_Object detection data_
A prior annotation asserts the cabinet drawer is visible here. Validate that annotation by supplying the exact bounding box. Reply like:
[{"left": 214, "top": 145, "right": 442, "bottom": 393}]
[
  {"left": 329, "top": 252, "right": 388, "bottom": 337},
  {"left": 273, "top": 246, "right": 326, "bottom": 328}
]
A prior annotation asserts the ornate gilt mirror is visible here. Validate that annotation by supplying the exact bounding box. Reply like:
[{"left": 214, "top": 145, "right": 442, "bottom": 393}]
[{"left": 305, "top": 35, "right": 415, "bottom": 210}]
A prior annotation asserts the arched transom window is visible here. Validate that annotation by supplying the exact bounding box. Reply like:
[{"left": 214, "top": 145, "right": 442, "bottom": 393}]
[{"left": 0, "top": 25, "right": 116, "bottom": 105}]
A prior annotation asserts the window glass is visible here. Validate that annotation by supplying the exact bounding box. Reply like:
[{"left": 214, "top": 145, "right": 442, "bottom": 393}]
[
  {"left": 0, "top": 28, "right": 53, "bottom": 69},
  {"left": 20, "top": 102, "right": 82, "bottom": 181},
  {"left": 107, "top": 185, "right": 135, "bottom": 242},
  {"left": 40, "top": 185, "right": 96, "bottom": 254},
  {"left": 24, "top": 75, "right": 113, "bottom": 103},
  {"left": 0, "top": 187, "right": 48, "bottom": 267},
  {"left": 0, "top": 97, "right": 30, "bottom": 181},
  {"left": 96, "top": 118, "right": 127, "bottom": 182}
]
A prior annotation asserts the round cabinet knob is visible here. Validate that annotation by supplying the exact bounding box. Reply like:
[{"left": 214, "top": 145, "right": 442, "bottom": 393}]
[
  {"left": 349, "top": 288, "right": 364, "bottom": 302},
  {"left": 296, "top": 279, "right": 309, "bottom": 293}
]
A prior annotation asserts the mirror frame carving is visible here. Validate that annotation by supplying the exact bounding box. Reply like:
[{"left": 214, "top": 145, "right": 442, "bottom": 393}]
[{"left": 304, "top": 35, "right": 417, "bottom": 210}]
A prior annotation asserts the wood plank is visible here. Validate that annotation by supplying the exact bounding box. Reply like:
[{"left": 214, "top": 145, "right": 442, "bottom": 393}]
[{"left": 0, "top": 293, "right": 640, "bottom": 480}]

_BRIEF_
Nothing may be left out: return each entry exactly as it reads.

_ANSWER BELOW_
A prior annotation asserts the cabinet drawer is visible here. Validate that annotation by supplying the exact bounding box. Reply like:
[{"left": 214, "top": 145, "right": 442, "bottom": 393}]
[
  {"left": 329, "top": 252, "right": 388, "bottom": 337},
  {"left": 273, "top": 246, "right": 326, "bottom": 328}
]
A prior annotation asserts the ornate gilt mirror is visible here. Validate that annotation by supplying the exact bounding box. Reply like:
[{"left": 214, "top": 145, "right": 442, "bottom": 393}]
[{"left": 305, "top": 35, "right": 415, "bottom": 210}]
A prior annotation asserts the arched transom window is visible here. Validate that annotation by supplying the exact bounding box. Reply like:
[{"left": 214, "top": 145, "right": 442, "bottom": 393}]
[{"left": 0, "top": 25, "right": 116, "bottom": 105}]
A prior annotation asserts the window glass is visible here. Validate that annotation by supplying the exact bounding box. Reply like:
[{"left": 214, "top": 145, "right": 442, "bottom": 393}]
[
  {"left": 0, "top": 28, "right": 53, "bottom": 69},
  {"left": 20, "top": 102, "right": 82, "bottom": 181},
  {"left": 107, "top": 185, "right": 135, "bottom": 242},
  {"left": 40, "top": 185, "right": 96, "bottom": 254},
  {"left": 24, "top": 75, "right": 113, "bottom": 103},
  {"left": 0, "top": 187, "right": 48, "bottom": 267},
  {"left": 0, "top": 97, "right": 30, "bottom": 181},
  {"left": 96, "top": 118, "right": 127, "bottom": 182}
]
A prior annotation asserts the round cabinet knob is visible here. Validate that annotation by supplying the exact bounding box. Reply like:
[{"left": 214, "top": 145, "right": 442, "bottom": 393}]
[
  {"left": 349, "top": 288, "right": 364, "bottom": 302},
  {"left": 296, "top": 279, "right": 309, "bottom": 293}
]
A prior annotation asserts the mirror frame carving is visible here. Validate that annotation by supplying the exact bounding box. Reply like:
[{"left": 214, "top": 145, "right": 442, "bottom": 393}]
[{"left": 304, "top": 35, "right": 417, "bottom": 210}]
A prior annotation asserts the wood plank is visible here. Validate that annotation by supplying the exact bounding box. Reply like:
[{"left": 214, "top": 145, "right": 442, "bottom": 393}]
[{"left": 0, "top": 293, "right": 640, "bottom": 480}]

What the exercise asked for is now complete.